(Image point grounding data)
▼▼▼

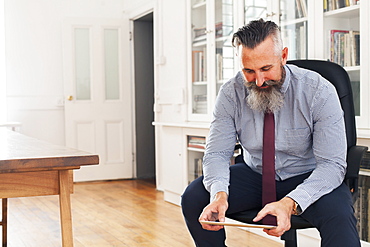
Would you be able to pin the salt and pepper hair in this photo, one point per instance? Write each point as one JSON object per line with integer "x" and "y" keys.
{"x": 255, "y": 32}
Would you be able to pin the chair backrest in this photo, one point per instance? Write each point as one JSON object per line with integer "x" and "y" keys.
{"x": 335, "y": 74}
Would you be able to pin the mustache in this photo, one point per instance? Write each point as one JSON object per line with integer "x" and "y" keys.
{"x": 253, "y": 84}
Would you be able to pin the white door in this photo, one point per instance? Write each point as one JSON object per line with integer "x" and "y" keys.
{"x": 98, "y": 115}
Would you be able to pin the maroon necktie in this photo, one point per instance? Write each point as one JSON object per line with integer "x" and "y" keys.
{"x": 268, "y": 165}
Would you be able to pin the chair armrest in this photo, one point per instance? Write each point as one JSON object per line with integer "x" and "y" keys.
{"x": 354, "y": 158}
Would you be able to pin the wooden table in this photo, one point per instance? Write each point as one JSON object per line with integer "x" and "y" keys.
{"x": 30, "y": 167}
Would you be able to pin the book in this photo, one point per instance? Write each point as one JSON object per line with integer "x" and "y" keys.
{"x": 216, "y": 223}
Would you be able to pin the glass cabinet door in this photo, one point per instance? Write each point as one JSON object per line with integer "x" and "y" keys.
{"x": 224, "y": 60}
{"x": 199, "y": 56}
{"x": 212, "y": 58}
{"x": 293, "y": 23}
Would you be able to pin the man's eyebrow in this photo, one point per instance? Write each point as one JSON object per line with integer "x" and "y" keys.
{"x": 267, "y": 66}
{"x": 263, "y": 67}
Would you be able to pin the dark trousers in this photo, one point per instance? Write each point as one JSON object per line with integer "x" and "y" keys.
{"x": 332, "y": 214}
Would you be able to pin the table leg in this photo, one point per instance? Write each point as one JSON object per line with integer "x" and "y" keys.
{"x": 65, "y": 208}
{"x": 4, "y": 221}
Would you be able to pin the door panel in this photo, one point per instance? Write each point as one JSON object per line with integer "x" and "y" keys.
{"x": 98, "y": 106}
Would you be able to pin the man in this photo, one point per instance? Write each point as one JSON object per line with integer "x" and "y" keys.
{"x": 310, "y": 144}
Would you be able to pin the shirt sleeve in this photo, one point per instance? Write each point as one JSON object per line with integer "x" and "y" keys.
{"x": 329, "y": 148}
{"x": 220, "y": 145}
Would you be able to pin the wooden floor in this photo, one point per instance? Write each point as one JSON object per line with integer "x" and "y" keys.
{"x": 119, "y": 213}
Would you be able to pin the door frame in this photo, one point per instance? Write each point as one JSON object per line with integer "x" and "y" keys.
{"x": 140, "y": 12}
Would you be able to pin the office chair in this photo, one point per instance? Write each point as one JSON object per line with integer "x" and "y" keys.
{"x": 340, "y": 79}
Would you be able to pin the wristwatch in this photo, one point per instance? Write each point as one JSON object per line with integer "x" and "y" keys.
{"x": 296, "y": 209}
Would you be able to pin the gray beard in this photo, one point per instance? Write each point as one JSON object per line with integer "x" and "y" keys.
{"x": 265, "y": 101}
{"x": 270, "y": 99}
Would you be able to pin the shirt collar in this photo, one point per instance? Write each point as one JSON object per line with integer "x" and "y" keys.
{"x": 286, "y": 83}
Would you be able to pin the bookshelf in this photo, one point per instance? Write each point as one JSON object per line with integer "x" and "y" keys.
{"x": 212, "y": 57}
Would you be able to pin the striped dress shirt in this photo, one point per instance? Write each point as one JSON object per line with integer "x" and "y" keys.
{"x": 309, "y": 135}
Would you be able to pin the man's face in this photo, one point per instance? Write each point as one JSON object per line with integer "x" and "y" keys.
{"x": 264, "y": 75}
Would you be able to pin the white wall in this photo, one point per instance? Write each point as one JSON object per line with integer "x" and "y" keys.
{"x": 34, "y": 57}
{"x": 2, "y": 65}
{"x": 34, "y": 60}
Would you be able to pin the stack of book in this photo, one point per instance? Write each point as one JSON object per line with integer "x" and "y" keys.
{"x": 345, "y": 47}
{"x": 200, "y": 104}
{"x": 197, "y": 142}
{"x": 199, "y": 65}
{"x": 337, "y": 4}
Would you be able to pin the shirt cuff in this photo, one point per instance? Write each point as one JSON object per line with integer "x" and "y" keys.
{"x": 299, "y": 196}
{"x": 218, "y": 187}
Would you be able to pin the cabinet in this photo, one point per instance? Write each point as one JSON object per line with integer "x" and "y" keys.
{"x": 212, "y": 60}
{"x": 211, "y": 56}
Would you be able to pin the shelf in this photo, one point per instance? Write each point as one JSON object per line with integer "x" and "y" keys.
{"x": 352, "y": 69}
{"x": 199, "y": 5}
{"x": 200, "y": 43}
{"x": 295, "y": 21}
{"x": 200, "y": 83}
{"x": 196, "y": 149}
{"x": 364, "y": 172}
{"x": 346, "y": 12}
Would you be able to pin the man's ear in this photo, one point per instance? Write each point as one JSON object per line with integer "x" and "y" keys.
{"x": 284, "y": 55}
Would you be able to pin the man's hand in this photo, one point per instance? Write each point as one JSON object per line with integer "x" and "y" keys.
{"x": 216, "y": 210}
{"x": 282, "y": 210}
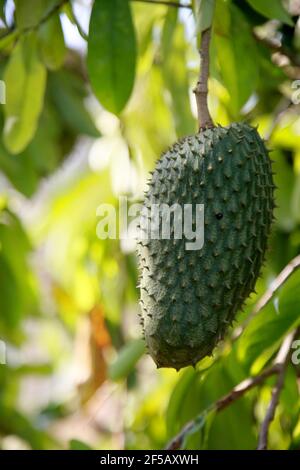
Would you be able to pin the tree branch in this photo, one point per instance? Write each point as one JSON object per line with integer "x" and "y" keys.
{"x": 291, "y": 267}
{"x": 282, "y": 360}
{"x": 201, "y": 90}
{"x": 222, "y": 403}
{"x": 164, "y": 2}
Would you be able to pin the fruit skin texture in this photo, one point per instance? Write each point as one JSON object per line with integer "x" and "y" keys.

▲▲▲

Task to complete: Please copy the entries in full. Leave each image out.

Answer section:
Would you be able to pin the salt and pepper hair in this photo, one point per instance? Write each point as one JSON object per line with integer "x" and "y" keys.
{"x": 255, "y": 32}
Would you be able to pin the chair backrest in this photo, one point per instance? Write each point as one JSON object per line with integer "x" and "y" keys.
{"x": 335, "y": 74}
Would you be able to pin the mustache in this photo, one point per instance? Write each point as one JSON object per line with integer "x" and "y" keys.
{"x": 253, "y": 84}
Would you be able to pin the white door in this photo, one point per instance? Write each point as one JSON object per line with integer "x" and "y" keys.
{"x": 98, "y": 115}
Would you be able to pin the maroon necktie in this photo, one point per instance? Write each point as one JSON object per line with integer "x" and "y" keys.
{"x": 268, "y": 165}
Would you be able to pin the chair armrest in this photo, one point per instance? Write each point as one JSON object per line with integer "x" and "y" keys.
{"x": 354, "y": 158}
Would you be able to pin the wooden table in this photo, one point per instance? Write each point as one JSON object per line with integer "x" and "y" keys.
{"x": 30, "y": 167}
Would you be able to pin the book in this photo, one point per instance? Write each point as one JSON object per line with integer "x" and "y" keys.
{"x": 216, "y": 223}
Would you be able to pin the glass cabinet door in this photo, one point per instance? Write each point as one JSON object per line with integer "x" and "y" keys.
{"x": 224, "y": 60}
{"x": 199, "y": 56}
{"x": 212, "y": 58}
{"x": 293, "y": 23}
Would you be able to pin the man's eyebrow in this photo, one point per instance? Write each point as one JSON object per line with integer "x" and "y" keys.
{"x": 267, "y": 66}
{"x": 263, "y": 67}
Would you be able to pin the dark trousers in this photo, one point per instance? Write each point as one JSON object per line with integer "x" and "y" keys.
{"x": 332, "y": 214}
Would you be able to pin the table leg in this photo, one point per instance? Write each point as one JSON object per line with integer "x" and "y" keys.
{"x": 65, "y": 208}
{"x": 4, "y": 221}
Would you be able to pin the door panel in this photo, one point per instance? Write each point as one JSON object per line with integer "x" and "y" keys.
{"x": 98, "y": 106}
Would you be able to pin the man in this photo, one point per instance? Write each point as one JSON object per line with integer "x" and "y" keys.
{"x": 310, "y": 144}
Would you be able to pin the shirt sleeve in this photo, one point per instance? Write each point as one JSON object per line with integer "x" and "y" keys.
{"x": 329, "y": 148}
{"x": 220, "y": 145}
Would you be able to pin the wooden floor in this photo, one point per instance? Write each point as one JSON object per line with integer "x" and "y" keys.
{"x": 119, "y": 213}
Would you be able to pin the door frame in this photo, one point per instance? Write each point as one JSON object per line with integer "x" and "y" keys.
{"x": 140, "y": 12}
Would you be able to pin the office chair in this photo, one point per instance? Write each point as one JSON object per line with integer "x" and "y" keys.
{"x": 340, "y": 79}
Would you be able to pin the wristwatch in this photo, one point per instance? Write each point as one JSON object per line with integer "x" and "y" keys.
{"x": 296, "y": 209}
Would you be able to pin the gray beard in this photo, one point per instance? Write each point as one JSON object per line with integer "x" and "y" keys.
{"x": 265, "y": 101}
{"x": 270, "y": 99}
Would you be able to pin the shirt collar in this photo, one point per instance? Write each point as one JSON object per line with integer "x" and "y" keys.
{"x": 286, "y": 83}
Would you be able to pin the bookshelf in this photo, one point per instance? Write each point as one JSON object per line with integer "x" and "y" keys.
{"x": 212, "y": 57}
Would you be able to pin the striped dress shirt in this photo, one point per instance? Write each point as one JSON object per line with integer "x" and "y" keys.
{"x": 309, "y": 135}
Would you be able to pin the man's face in this photo, one point per instance? Write each point as one JSON object per line with integer "x" and "y" keys.
{"x": 264, "y": 75}
Would you be able to pin the white wall in this photo, one point per instance? Write each point as one JSON object per line with integer "x" and "y" keys.
{"x": 34, "y": 57}
{"x": 2, "y": 65}
{"x": 34, "y": 60}
Would you be able to pin the stack of book in this photo, one point per instance? Write each point as one JSON object per line with integer "x" and "y" keys.
{"x": 345, "y": 47}
{"x": 200, "y": 104}
{"x": 197, "y": 142}
{"x": 199, "y": 65}
{"x": 337, "y": 4}
Would you be able to pin the shirt cuff in this photo, one point per instance? Write each point as one JSON object per line with integer "x" and "y" keys.
{"x": 299, "y": 196}
{"x": 218, "y": 187}
Would you be able to pin the cabinet in this photo, one point per instance? Write each point as one JSON object per line with integer "x" and "y" keys.
{"x": 212, "y": 60}
{"x": 211, "y": 56}
Would you be able to pin the shelf in this photo, one point per instance? Write each point as one JSON object per line with integer "x" and "y" keys.
{"x": 352, "y": 69}
{"x": 199, "y": 5}
{"x": 200, "y": 43}
{"x": 295, "y": 21}
{"x": 200, "y": 83}
{"x": 196, "y": 149}
{"x": 364, "y": 172}
{"x": 346, "y": 12}
Would you be able to pin the man's ear in this photo, one point per instance? Write each point as one JSON object per line with integer "x" and "y" keys.
{"x": 284, "y": 55}
Would you be able to pin the man's hand in this photo, one point per instance? Write each point as one JSON object per line with integer "x" and "y" keys.
{"x": 216, "y": 210}
{"x": 282, "y": 210}
Would you be able to pin the tree branch in this photo, one point per instance? Write each point as one JSON object per line with integer "x" and "y" keys.
{"x": 291, "y": 267}
{"x": 282, "y": 360}
{"x": 201, "y": 90}
{"x": 222, "y": 403}
{"x": 164, "y": 2}
Would you be able to pin the fruit skin texture in this photo, one point per instance? Write each point as one JSON object per line with integer "x" and "y" keys.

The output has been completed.